*PROBLEM TO SOLVE*. What you return must match, exactly, the lines running from the one containing "Target: dark water area" to the end of the data, both included, and must contain no pictures.

*DATA EXCERPTS*.
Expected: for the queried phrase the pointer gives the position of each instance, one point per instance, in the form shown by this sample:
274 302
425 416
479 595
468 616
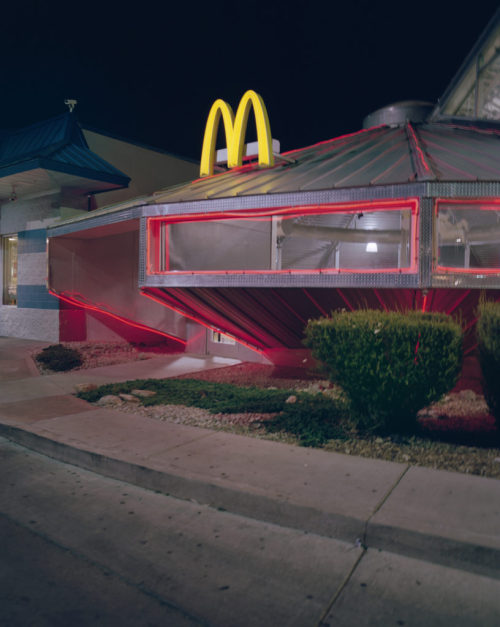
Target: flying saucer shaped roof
381 155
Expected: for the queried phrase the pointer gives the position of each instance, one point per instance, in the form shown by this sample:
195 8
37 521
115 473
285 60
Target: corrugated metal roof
378 156
57 143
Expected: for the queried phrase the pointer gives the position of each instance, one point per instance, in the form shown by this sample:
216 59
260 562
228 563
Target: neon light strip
296 211
349 207
201 322
137 325
424 302
490 205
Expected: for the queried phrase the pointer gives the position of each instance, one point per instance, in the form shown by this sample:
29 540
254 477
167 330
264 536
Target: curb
475 558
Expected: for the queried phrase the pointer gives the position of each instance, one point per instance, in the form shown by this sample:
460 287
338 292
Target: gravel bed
461 415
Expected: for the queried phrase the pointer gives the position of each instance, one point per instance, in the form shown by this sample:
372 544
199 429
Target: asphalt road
78 549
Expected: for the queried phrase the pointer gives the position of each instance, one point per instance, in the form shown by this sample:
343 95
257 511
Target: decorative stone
129 398
143 393
85 387
110 399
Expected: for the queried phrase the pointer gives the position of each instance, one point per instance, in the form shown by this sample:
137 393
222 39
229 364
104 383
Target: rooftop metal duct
399 113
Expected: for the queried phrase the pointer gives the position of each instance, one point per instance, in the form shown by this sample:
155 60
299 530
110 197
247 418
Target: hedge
389 364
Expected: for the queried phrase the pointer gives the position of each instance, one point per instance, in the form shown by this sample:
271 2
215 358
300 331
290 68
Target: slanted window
468 235
218 337
9 248
362 237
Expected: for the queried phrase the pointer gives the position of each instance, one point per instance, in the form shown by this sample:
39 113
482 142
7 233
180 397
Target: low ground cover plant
389 364
488 335
59 358
215 397
312 418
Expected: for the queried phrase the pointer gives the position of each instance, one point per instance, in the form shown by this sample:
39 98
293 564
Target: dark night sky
149 71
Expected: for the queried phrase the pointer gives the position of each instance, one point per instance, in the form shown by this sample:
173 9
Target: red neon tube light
267 213
201 322
476 204
137 325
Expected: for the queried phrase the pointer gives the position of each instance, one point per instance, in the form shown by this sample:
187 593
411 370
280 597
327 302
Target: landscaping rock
110 399
129 398
85 387
143 393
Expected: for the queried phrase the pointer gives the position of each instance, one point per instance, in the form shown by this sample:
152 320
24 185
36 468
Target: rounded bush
59 358
390 365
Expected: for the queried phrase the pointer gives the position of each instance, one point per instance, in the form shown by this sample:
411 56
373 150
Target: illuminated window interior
468 235
9 248
221 338
348 237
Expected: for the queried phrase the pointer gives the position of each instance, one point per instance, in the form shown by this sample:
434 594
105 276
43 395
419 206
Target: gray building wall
36 315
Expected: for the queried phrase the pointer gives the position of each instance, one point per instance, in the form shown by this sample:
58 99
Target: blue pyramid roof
55 144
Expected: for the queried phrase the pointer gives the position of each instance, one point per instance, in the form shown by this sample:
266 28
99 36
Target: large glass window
354 236
468 235
9 248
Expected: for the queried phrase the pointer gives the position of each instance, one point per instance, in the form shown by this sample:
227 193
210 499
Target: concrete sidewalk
441 517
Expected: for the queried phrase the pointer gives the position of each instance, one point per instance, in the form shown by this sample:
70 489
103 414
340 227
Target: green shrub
313 420
59 358
488 335
390 365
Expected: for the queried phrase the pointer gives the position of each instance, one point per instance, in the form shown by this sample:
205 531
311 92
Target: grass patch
214 397
313 418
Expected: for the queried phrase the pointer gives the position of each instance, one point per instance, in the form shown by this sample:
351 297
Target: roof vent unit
399 113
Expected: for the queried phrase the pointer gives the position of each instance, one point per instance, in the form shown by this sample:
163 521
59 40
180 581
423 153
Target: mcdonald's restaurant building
404 213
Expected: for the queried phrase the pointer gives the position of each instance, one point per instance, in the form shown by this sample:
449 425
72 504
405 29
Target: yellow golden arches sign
235 129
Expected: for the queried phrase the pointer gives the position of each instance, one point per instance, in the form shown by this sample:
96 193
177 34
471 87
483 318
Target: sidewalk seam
340 589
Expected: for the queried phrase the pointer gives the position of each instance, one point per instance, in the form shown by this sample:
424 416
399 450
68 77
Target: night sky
149 71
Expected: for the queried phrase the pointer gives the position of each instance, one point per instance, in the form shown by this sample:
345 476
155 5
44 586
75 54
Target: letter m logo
235 130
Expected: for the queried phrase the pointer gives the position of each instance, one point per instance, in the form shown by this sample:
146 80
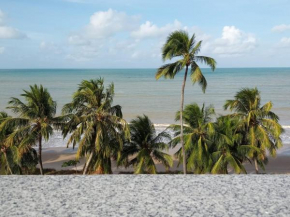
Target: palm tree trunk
40 154
8 166
181 120
256 166
88 163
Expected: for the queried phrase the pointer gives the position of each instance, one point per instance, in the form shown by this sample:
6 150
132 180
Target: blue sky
130 33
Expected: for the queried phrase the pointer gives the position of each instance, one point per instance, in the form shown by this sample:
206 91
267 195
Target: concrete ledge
145 195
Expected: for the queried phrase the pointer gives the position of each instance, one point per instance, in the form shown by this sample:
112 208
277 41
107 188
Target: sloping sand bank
53 158
145 195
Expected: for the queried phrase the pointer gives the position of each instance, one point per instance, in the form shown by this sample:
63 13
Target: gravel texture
145 195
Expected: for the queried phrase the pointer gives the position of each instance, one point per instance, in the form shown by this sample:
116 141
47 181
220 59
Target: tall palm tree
35 120
146 147
7 154
261 126
197 136
95 125
179 44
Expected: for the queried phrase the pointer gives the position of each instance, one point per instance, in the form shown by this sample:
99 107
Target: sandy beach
53 158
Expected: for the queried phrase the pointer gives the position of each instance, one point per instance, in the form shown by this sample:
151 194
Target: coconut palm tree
179 44
94 123
8 155
228 149
198 130
146 147
35 120
261 126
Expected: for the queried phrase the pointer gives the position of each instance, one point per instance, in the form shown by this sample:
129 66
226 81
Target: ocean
138 92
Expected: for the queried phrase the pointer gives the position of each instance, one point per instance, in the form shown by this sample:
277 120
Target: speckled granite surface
145 195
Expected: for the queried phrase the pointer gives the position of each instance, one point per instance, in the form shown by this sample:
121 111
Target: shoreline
53 158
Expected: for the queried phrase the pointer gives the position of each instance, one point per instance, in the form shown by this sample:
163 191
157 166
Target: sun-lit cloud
2 49
7 32
234 42
150 30
281 28
284 42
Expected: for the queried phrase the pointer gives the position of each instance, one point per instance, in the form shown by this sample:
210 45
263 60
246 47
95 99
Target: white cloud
51 47
105 24
281 28
234 42
7 32
2 17
78 40
284 42
2 49
149 30
76 1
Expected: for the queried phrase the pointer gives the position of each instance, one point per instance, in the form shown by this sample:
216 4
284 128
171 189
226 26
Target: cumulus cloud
281 28
2 17
284 42
7 32
51 47
105 24
149 30
234 42
2 49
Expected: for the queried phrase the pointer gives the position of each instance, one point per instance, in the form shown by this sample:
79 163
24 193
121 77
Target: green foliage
70 163
261 126
95 125
179 44
198 130
145 147
12 161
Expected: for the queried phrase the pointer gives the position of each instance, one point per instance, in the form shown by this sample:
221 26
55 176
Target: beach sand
53 158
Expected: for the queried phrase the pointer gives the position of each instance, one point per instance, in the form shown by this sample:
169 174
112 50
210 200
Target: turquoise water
139 93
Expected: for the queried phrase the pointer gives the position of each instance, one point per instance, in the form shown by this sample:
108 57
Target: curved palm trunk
8 166
40 154
181 120
88 163
256 166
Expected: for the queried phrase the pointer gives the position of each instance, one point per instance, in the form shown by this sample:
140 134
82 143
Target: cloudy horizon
124 34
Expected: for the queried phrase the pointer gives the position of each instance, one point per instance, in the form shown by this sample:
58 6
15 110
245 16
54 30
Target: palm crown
197 133
95 125
35 119
261 126
179 44
146 147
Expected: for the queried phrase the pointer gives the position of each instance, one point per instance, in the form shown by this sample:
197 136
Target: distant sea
139 93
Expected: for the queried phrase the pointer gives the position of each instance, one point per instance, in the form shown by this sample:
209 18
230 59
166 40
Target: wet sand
53 158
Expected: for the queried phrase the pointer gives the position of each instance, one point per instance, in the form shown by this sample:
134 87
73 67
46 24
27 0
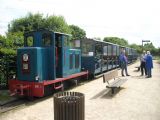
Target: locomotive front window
29 40
87 49
46 39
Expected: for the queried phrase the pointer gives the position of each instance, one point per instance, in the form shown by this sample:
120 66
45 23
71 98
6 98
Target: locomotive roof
108 43
40 30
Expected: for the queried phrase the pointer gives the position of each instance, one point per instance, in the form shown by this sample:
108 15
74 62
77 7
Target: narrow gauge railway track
12 105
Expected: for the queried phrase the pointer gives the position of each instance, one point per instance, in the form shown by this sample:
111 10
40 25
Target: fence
7 69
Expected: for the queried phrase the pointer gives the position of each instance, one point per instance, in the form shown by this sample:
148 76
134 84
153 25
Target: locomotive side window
29 41
46 39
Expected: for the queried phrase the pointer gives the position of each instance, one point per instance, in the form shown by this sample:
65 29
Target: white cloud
133 20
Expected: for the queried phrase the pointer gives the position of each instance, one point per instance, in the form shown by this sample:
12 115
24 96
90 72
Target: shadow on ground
107 93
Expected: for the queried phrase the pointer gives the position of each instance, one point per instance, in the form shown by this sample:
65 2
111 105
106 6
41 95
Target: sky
133 20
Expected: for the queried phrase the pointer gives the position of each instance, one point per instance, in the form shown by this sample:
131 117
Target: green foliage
36 21
116 40
137 47
77 32
57 23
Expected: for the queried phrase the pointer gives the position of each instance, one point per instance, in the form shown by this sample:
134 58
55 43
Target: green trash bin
69 106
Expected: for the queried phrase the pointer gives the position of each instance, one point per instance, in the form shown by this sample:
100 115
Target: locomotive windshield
46 39
87 47
29 40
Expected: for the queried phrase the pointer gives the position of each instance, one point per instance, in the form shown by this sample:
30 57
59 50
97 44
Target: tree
37 21
77 32
116 40
137 47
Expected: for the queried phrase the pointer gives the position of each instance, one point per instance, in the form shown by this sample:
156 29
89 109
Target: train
49 59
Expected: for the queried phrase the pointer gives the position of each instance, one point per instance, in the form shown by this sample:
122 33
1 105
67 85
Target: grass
4 95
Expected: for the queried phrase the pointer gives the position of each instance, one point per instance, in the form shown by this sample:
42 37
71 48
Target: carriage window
98 49
109 49
29 41
114 50
118 51
46 39
105 50
71 61
68 42
87 49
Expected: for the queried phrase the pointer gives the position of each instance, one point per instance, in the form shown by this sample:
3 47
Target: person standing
123 63
143 63
149 64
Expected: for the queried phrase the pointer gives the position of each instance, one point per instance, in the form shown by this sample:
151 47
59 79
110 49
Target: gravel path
138 99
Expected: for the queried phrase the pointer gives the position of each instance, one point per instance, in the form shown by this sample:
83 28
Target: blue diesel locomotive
48 59
44 63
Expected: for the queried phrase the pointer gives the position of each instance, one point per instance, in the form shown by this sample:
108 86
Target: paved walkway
138 99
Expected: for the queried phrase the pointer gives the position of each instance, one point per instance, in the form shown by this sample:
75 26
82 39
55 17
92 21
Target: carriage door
58 54
98 57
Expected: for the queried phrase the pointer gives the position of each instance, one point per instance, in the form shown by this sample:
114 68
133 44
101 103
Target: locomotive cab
46 59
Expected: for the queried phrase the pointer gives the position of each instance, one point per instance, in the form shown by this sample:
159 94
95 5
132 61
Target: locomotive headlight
25 57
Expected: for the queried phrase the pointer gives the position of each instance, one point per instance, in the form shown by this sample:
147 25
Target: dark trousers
124 67
149 72
143 68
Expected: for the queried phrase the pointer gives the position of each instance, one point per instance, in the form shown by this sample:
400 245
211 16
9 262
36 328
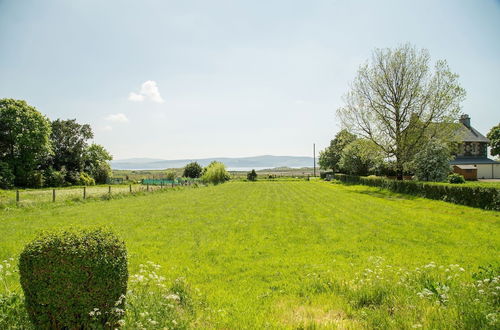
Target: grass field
300 254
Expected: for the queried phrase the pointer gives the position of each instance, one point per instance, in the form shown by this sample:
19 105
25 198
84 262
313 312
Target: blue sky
228 78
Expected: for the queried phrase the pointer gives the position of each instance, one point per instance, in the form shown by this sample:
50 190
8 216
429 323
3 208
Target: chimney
465 119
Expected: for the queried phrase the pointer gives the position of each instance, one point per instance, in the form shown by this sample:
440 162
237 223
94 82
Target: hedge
74 279
476 196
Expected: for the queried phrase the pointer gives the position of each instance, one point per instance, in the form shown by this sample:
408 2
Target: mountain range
266 161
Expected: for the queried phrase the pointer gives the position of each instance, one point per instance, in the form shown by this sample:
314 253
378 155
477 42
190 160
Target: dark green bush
66 275
456 178
475 196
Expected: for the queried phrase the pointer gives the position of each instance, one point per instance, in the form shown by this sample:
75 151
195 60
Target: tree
494 137
192 170
24 139
6 176
330 157
215 173
170 175
360 157
69 142
96 163
252 175
396 100
432 163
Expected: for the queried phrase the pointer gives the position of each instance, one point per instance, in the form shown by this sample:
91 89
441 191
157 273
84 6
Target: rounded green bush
74 279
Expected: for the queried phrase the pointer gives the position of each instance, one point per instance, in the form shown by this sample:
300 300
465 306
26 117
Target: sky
195 79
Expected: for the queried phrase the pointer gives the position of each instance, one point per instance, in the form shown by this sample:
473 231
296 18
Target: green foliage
96 162
398 100
252 175
456 178
215 173
66 275
360 157
101 173
475 196
85 180
6 176
24 140
192 170
330 157
494 137
432 163
55 178
170 175
69 142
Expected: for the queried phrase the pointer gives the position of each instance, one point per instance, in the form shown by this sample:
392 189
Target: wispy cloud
117 118
149 91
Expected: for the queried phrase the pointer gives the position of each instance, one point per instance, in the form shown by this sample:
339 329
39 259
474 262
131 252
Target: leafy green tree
432 163
397 99
102 173
24 139
170 175
6 176
215 173
330 157
361 157
96 163
192 170
69 142
494 137
252 175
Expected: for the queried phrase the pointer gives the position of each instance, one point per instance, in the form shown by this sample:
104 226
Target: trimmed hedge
482 197
66 275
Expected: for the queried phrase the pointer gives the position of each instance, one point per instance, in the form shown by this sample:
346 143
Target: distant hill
266 161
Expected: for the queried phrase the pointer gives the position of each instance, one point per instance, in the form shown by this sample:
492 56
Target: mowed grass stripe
249 246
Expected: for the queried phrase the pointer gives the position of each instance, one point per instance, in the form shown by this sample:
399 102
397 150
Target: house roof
472 161
470 134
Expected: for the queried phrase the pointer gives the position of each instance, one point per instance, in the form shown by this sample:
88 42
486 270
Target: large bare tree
399 102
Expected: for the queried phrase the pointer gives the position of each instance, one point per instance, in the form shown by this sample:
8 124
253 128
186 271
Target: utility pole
314 159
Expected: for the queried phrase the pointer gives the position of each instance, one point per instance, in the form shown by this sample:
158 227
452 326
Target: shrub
360 157
432 163
475 196
252 176
170 175
54 178
65 275
6 176
215 173
456 178
192 170
85 180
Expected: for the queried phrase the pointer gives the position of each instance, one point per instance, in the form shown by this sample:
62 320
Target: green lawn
291 254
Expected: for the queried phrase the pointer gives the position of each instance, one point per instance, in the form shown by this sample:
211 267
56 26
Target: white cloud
117 118
149 90
135 97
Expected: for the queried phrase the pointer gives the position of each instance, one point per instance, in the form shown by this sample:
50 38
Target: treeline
37 152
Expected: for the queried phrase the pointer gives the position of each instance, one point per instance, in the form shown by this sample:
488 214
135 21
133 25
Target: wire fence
34 196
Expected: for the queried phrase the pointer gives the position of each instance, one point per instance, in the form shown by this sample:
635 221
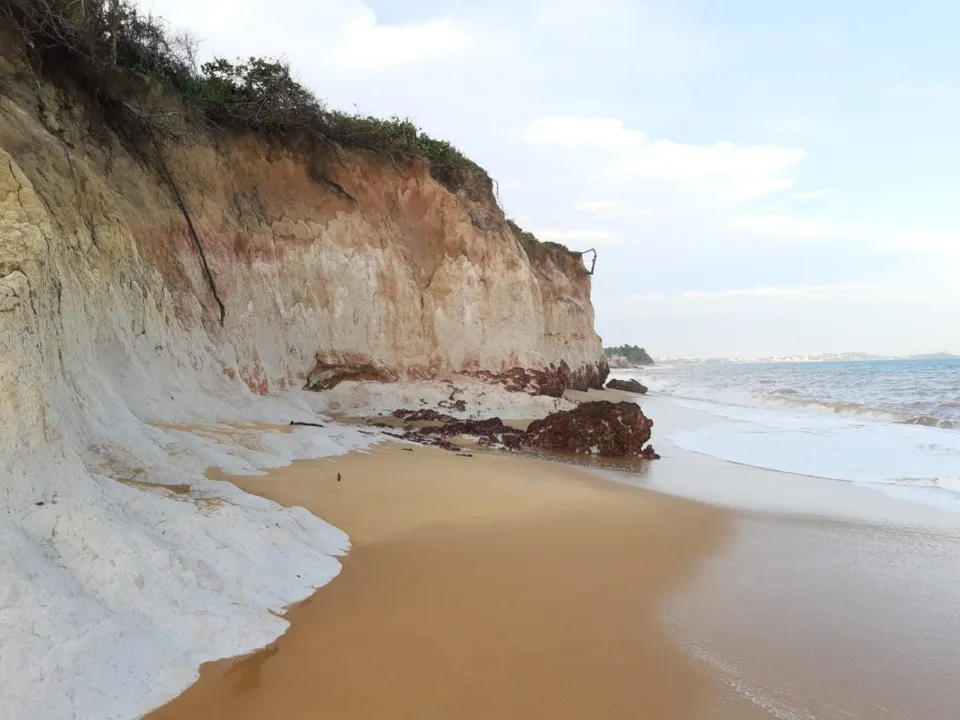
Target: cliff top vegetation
104 44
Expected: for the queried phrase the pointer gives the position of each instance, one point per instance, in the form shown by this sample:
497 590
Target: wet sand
484 587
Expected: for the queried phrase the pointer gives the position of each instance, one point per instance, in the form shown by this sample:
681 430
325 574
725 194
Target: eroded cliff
145 284
285 264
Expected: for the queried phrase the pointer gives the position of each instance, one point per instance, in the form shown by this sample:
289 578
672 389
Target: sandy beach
488 586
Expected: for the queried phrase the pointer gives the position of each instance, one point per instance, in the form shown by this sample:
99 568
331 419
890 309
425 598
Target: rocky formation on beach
593 428
599 428
187 246
631 385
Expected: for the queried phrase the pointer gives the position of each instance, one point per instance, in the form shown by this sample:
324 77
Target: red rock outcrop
593 428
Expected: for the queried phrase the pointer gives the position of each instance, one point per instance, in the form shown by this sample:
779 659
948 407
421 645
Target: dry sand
491 587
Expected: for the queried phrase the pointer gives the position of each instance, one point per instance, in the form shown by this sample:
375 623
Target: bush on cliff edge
101 42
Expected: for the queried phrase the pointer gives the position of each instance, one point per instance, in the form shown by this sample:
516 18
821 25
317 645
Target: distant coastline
822 357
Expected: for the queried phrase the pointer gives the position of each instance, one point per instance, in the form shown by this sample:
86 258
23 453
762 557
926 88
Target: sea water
828 601
895 424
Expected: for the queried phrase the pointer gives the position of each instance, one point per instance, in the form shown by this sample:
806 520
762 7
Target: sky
758 178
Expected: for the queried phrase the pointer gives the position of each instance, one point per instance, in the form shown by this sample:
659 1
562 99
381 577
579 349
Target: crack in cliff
182 204
336 187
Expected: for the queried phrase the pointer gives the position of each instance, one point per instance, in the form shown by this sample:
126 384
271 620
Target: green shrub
101 40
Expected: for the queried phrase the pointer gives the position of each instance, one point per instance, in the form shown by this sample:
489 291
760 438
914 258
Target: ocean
894 424
835 596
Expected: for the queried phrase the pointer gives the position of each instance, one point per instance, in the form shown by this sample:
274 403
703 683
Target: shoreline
490 586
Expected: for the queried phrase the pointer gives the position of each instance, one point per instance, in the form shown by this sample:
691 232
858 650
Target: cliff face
148 283
281 265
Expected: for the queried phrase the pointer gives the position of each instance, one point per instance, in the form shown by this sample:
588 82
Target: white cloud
337 36
931 244
783 225
578 238
726 171
608 209
813 194
810 292
367 45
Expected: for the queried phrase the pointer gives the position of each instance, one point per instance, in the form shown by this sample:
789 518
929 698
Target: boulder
593 428
634 386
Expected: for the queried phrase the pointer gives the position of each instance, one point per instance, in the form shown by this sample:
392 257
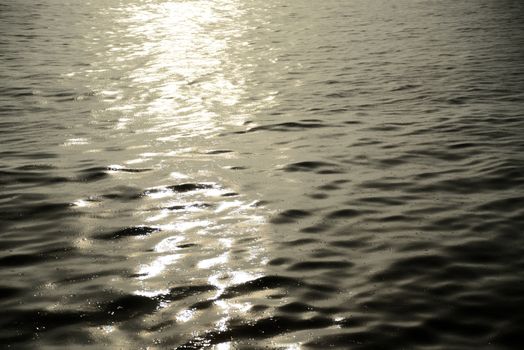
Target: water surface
261 174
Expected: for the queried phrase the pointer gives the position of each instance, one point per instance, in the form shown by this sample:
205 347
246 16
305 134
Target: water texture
249 174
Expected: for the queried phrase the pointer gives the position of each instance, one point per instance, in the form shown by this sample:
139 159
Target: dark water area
262 174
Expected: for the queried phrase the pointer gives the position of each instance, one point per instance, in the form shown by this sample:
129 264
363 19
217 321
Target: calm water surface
240 174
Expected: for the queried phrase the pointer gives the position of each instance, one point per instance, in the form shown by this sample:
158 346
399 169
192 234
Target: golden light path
172 85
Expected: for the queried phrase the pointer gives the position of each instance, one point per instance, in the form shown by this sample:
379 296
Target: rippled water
262 174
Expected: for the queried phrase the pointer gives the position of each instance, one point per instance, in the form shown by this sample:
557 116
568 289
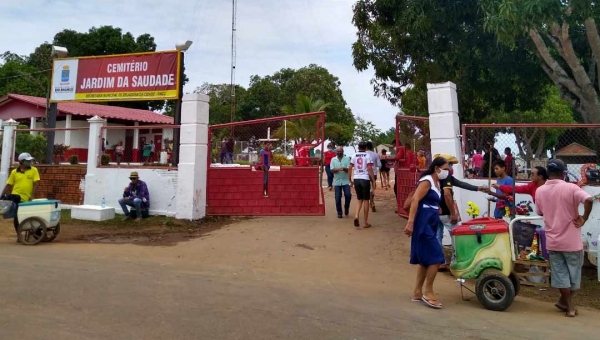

*RESPONSE TO THE EXERCISE*.
Target: dark water area
262 174
Expected: for the queried phrase the pointer gives the position of each instance, one point per instance, in the form shown by this sample:
129 264
363 19
217 321
Target: calm water surface
240 174
Expected: for the queried phrase the pointer gives the position of each instance, one point per instance, in the form shown by this sample:
158 346
399 169
192 234
Target: golden light path
172 85
Expected: for the queried phrase the pointer gives the position of each instance, one point per instance, in the form shown by this sample:
379 296
Target: rippled water
262 174
Expected: for the queried phrase the pointer gives the position of each instance, one point per instance, in the form shown by this sample:
557 116
568 289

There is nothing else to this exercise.